▶ **Task details**
Write out every line below that includes the word "shadow".

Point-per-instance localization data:
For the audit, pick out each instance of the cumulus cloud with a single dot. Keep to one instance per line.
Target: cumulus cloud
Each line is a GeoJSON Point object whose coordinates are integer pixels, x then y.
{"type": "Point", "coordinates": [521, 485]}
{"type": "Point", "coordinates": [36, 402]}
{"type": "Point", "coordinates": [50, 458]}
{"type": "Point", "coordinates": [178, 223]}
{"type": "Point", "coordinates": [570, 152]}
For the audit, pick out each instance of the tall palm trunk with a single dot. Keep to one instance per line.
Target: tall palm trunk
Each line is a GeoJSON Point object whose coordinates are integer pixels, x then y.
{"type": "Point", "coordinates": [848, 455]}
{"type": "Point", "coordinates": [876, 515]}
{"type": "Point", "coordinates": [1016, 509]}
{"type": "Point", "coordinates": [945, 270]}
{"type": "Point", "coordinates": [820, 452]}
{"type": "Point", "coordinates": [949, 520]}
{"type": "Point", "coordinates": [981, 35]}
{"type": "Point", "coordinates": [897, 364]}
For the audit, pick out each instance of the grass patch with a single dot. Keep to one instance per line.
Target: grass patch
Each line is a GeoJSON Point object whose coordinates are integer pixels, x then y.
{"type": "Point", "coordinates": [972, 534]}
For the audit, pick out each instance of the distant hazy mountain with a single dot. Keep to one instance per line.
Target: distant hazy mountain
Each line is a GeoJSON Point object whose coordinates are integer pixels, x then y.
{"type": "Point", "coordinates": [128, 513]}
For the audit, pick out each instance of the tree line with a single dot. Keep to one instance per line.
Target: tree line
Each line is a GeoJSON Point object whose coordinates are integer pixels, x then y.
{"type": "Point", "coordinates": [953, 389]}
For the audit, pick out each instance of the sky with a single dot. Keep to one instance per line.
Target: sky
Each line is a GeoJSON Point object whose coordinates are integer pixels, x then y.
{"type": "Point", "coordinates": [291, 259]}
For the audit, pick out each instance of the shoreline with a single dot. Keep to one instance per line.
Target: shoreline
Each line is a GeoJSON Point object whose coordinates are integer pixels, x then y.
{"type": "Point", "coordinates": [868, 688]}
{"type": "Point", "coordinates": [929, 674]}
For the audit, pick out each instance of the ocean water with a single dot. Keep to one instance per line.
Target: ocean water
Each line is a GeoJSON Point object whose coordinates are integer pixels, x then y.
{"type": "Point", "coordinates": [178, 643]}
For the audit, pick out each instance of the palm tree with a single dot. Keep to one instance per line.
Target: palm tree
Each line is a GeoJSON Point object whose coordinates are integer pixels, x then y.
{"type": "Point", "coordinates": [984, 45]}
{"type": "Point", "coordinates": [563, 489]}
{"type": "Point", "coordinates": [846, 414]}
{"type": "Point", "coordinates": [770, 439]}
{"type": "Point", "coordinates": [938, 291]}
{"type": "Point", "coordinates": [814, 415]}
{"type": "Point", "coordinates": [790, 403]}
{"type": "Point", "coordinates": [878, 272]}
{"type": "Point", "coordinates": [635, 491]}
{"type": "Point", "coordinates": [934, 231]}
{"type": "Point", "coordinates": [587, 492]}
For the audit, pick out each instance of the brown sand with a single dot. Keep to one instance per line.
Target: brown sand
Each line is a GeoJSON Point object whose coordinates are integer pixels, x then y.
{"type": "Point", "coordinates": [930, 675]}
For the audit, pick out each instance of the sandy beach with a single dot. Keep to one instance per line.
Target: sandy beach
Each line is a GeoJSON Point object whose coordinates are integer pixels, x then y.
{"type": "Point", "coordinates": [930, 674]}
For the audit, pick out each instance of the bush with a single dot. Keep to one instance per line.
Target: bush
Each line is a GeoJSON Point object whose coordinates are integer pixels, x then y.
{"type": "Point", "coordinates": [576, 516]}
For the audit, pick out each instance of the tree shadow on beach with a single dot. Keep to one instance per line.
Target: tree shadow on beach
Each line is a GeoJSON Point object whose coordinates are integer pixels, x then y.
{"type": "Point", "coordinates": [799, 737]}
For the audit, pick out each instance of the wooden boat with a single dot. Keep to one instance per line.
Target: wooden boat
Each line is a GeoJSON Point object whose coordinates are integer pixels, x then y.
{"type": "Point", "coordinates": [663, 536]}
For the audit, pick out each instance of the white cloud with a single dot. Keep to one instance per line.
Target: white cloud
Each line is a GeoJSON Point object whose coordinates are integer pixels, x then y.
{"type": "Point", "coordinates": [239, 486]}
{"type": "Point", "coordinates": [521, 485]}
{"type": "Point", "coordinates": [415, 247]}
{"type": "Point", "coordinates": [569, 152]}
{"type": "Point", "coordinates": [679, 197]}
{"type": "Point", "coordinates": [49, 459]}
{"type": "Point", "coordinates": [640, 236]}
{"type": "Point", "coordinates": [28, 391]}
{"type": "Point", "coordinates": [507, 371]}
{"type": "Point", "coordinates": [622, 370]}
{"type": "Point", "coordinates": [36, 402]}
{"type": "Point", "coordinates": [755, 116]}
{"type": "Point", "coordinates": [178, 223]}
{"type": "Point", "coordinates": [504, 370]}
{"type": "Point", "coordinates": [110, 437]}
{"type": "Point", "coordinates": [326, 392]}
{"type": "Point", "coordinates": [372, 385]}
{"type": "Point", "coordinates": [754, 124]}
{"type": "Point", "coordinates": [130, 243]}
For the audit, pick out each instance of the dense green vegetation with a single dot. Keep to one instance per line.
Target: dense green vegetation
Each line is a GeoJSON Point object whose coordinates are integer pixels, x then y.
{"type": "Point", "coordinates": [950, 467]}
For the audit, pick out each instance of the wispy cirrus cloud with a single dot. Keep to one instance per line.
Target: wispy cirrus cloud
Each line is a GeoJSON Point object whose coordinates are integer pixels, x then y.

▶ **Answer area**
For the audit, pick out each instance of the tree shadow on beach with a single dot. Keep to one instance per line.
Target: tree shadow on beach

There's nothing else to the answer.